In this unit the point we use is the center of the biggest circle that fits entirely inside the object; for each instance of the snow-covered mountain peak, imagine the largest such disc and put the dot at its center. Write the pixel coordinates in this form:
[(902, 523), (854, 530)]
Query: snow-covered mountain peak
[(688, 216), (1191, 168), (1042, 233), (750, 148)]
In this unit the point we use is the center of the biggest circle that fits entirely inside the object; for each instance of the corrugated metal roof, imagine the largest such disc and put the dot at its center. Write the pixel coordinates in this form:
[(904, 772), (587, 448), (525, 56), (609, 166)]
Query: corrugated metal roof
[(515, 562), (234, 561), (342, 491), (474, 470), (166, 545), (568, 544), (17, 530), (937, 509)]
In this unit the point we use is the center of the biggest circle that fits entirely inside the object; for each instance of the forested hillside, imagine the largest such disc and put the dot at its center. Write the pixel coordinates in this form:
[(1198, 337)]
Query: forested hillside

——————————

**Exercise instructions**
Only lines that include "hillside" belong in the answer; return them from the entries above.

**Exercise output**
In this unit the point we use is the center of the biggest circle that fits entirely inside the object; for each instance of the forested hillside, imagine the largest such disc and put the dot at its center. Write the pixel coordinates in this form:
Query: forested hillside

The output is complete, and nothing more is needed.